**Data provided**
-- Begin --

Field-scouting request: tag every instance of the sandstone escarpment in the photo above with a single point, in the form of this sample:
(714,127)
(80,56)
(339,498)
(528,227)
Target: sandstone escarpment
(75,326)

-- End --

**Task instructions**
Copy the material above word for word, keeping every line and number unchanged.

**Problem solution**
Field-scouting request: tag every instance of the sandstone escarpment in the photo above with a single point, in the form of this sample:
(714,127)
(80,56)
(339,498)
(528,227)
Target: sandstone escarpment
(75,326)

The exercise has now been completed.